__Action item 1__
In the thread about living apart, rewrite the part that opens with the words containing "Your parents' house" and closes with "you wanted to.", switching "parents' house" to "grandmother's house".
__Action item 2__
Render this sentence from the thread about living apart in Spanish: "I'll pick the right moment and talk to him."

━━ Selected text ━━

How long before the lease at
How long before the lease at your place is up so that you can move back in? I certainly don't think there's anything wrong with living separately. You're not married; you can continue to date and see each other regularly while living in different homes. I would never want to remain in a home where I did not feel comfortable and had to hide out in my bedroom. Perhaps you want to explain to your SO that you can't help how you feel about the situation, and those feelings will eventually lead to major resentment that could doom your relationship. Living apart until the kids launch will be better for your relationship and for your mental health. Added bonus: Daddy might have some incentive to encourage an earlier launch by the two kidults.
Your parents' house would be good in the interim, but it would be ideal to have your own place where you and your SO could hang out so that you'd never have to set foot into the marital home unless you wanted to.
The lease is up in about 9
The lease is up in about 9 months you're absolutely right though. I'll pick the right moment and talk to him. I've tried before and have even packed my car and left twice but came back both times. It's such a hard thing to do. I try to be strong but something always pulls me back. I have been getting resentful over the last few years and I have those days of shutting down and trying to bring myself out of the dark mood. I used to rise above and snap out of it fairly quickly but now I'm finding it happen more frequently and harder to snap out of. I've had a few yelling matches with both kids and I hate it. It makes me feel bad as I'm not normally a yelling type. I will talk to him about it soon and hopefully he will be onboard with us trying to live separately. Im afraid our relationship will sink otherwise.
Yes, live apart. You will
Yes, live apart. You will LOVE it!

━━━
━━ Recorded data ━━

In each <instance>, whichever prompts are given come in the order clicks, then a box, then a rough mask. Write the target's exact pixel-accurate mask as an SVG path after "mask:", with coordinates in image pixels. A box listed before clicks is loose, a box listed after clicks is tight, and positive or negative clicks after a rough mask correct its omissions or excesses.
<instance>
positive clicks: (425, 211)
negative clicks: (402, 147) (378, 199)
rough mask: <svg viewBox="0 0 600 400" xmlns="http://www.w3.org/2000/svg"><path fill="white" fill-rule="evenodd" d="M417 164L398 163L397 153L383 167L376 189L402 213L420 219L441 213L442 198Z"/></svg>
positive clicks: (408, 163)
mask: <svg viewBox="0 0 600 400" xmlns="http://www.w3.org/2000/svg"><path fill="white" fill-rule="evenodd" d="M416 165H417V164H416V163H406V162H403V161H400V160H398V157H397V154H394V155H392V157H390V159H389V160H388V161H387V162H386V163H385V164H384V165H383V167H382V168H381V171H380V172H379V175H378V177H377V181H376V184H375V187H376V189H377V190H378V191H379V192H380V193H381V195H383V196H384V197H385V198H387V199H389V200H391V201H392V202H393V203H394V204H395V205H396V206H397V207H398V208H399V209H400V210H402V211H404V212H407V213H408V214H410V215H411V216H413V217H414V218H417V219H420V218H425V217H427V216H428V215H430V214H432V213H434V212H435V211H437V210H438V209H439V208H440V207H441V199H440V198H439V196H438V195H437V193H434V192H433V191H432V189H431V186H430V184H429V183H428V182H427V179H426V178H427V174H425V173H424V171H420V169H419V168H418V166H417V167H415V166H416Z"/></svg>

━━━

__Exercise response 1__
Your grandmother's house would be good in the interim, but it would be ideal to have your own place where you and your SO could hang out so that you'd never have to set foot into the marital home unless you wanted to.

__Exercise response 2__
Elegiré el momento adecuado y hablaré con él.